### Instruction
Print all entries precisely as they are written.

Stored entries:
***
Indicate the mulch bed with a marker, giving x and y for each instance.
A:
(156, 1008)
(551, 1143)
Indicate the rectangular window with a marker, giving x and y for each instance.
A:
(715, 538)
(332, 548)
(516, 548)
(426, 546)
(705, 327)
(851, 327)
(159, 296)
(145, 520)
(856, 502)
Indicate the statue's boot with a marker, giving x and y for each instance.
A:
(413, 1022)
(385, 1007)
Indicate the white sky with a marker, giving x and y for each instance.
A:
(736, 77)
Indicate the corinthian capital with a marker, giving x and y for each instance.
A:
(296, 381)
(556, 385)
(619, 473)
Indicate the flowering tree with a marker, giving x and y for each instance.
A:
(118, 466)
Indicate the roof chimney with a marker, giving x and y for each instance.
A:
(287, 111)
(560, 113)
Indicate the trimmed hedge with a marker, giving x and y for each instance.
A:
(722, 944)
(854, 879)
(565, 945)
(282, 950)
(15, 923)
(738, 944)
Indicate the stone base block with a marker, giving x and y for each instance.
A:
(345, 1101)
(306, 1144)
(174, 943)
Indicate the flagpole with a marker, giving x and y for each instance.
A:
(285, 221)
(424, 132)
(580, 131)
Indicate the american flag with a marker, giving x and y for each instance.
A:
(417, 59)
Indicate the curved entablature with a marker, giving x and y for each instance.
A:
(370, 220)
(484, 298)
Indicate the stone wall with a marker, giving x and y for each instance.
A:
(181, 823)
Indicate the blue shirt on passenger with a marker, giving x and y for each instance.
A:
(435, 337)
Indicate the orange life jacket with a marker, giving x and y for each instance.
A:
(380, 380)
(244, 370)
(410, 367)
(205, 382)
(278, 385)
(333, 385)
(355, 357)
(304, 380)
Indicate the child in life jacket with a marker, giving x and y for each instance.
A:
***
### Complete response
Indicate the mulch bed with a marker, giving x and y for each instance.
A:
(156, 1008)
(551, 1143)
Indicate the rectangular window with a marker, giving x and y for each instance.
A:
(715, 538)
(332, 548)
(516, 548)
(426, 546)
(705, 327)
(851, 327)
(159, 296)
(145, 520)
(856, 502)
Indicate the statue's boot with a marker, giving x and y for each instance.
A:
(413, 1022)
(385, 1007)
Indicate the white sky with a marker, giving x and y for each instance.
A:
(736, 77)
Indicate the corinthian capital with a marker, giving x and y for each instance.
A:
(296, 381)
(556, 385)
(619, 473)
Indicate the flowering tree with a marker, giving x and y for each instance.
A:
(118, 466)
Indicate the roof chimney with a marker, giving x and y for each instance.
A:
(287, 111)
(560, 113)
Indicate the trimmed hedge with a marker, giving x and y for each instance.
A:
(722, 944)
(854, 879)
(565, 945)
(282, 950)
(15, 923)
(738, 944)
Indicate the stone base block with a marker, giving x and y for each instance.
A:
(345, 1101)
(306, 1144)
(174, 943)
Indicate the flagpole with a marker, giving x and y for each instance.
A:
(285, 221)
(424, 132)
(580, 131)
Indicate the american flag with a marker, giving x and y for each instance.
A:
(417, 59)
Indicate the curved entablature with a marker, giving x and y for each instance.
A:
(370, 220)
(484, 298)
Indicate the stone wall with a marker, giving x and y for each instance.
A:
(181, 823)
Indicate the blue shirt on passenger with a marker, giving x and y for each instance.
A:
(435, 337)
Indicate the orange life jacket with a marker, giving x and y for each instance.
A:
(380, 380)
(244, 370)
(410, 367)
(205, 382)
(278, 385)
(333, 385)
(355, 357)
(304, 380)
Indicate the child in life jacket with a marker, giving x and y for each instance.
A:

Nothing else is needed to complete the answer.